Short exercise >> Beginning at the line that contains "Where can the blonde", reproduce every line to the end of the material without changing any of them.

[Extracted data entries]
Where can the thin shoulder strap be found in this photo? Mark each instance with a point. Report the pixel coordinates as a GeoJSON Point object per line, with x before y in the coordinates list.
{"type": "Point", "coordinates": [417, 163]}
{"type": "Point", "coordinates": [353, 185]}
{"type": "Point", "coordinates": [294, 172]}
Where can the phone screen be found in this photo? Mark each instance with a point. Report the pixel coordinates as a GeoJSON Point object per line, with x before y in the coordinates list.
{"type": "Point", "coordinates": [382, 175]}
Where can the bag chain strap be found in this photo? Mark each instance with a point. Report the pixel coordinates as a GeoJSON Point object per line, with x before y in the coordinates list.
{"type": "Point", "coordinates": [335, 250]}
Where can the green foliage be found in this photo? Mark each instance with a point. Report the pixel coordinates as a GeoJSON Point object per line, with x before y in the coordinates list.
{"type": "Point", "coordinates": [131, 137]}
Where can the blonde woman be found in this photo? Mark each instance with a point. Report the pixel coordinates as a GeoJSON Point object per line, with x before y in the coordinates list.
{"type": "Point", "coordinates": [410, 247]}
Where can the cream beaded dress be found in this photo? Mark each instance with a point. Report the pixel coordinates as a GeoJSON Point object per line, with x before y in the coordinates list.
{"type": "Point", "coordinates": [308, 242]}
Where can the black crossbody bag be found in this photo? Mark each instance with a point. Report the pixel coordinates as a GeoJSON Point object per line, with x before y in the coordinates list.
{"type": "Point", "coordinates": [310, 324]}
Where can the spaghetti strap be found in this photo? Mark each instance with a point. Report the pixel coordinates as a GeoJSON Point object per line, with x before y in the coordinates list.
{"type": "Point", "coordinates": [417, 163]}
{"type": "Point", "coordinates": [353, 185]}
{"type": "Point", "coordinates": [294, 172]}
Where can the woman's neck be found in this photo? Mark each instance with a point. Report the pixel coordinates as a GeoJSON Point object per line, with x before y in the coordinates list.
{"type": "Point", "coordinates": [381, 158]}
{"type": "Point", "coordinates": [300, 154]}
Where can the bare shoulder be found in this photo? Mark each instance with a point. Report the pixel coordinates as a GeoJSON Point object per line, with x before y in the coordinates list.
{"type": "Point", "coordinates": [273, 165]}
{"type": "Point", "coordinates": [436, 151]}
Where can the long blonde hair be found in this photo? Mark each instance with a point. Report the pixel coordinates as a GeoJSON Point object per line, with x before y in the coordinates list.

Worked answer >>
Where can the blonde woman be found in this photo? Mark each instance with a point. Report the pixel coordinates as a GeoJSON Point object per line, with x before y in the coordinates list.
{"type": "Point", "coordinates": [410, 247]}
Where can the cream beaded dress be found in this photo? Mark each instance with a point. Report the pixel coordinates as a GeoJSON Point object per line, with x before y in the coordinates list.
{"type": "Point", "coordinates": [308, 242]}
Where can the black crossbody bag be found in this photo? Mark each instance with a point. Report the pixel coordinates as a GeoJSON Point object per line, with x before y in the coordinates list.
{"type": "Point", "coordinates": [310, 324]}
Where can the spaghetti strap be found in this photo? Mark each instance with a point. Report the pixel coordinates as a GeoJSON Point object per line, with x before y in the coordinates list.
{"type": "Point", "coordinates": [417, 163]}
{"type": "Point", "coordinates": [353, 185]}
{"type": "Point", "coordinates": [294, 172]}
Where can the woman's neck be found in this photo? Mark each instance with a point. Report the pixel coordinates as a GeoJSON Point object per line, with x before y in the coordinates list.
{"type": "Point", "coordinates": [381, 158]}
{"type": "Point", "coordinates": [300, 154]}
Where can the bare shoulder be found in this photo? Mark each instance with a point. Report the pixel coordinates as a GeoJSON Point object per line, with x before y in the coordinates list.
{"type": "Point", "coordinates": [273, 165]}
{"type": "Point", "coordinates": [436, 151]}
Where can the long blonde hair be found in this photo? Mark each instance with a point. Report the pixel coordinates as a GeoJSON Point object per line, with x before y in the coordinates list.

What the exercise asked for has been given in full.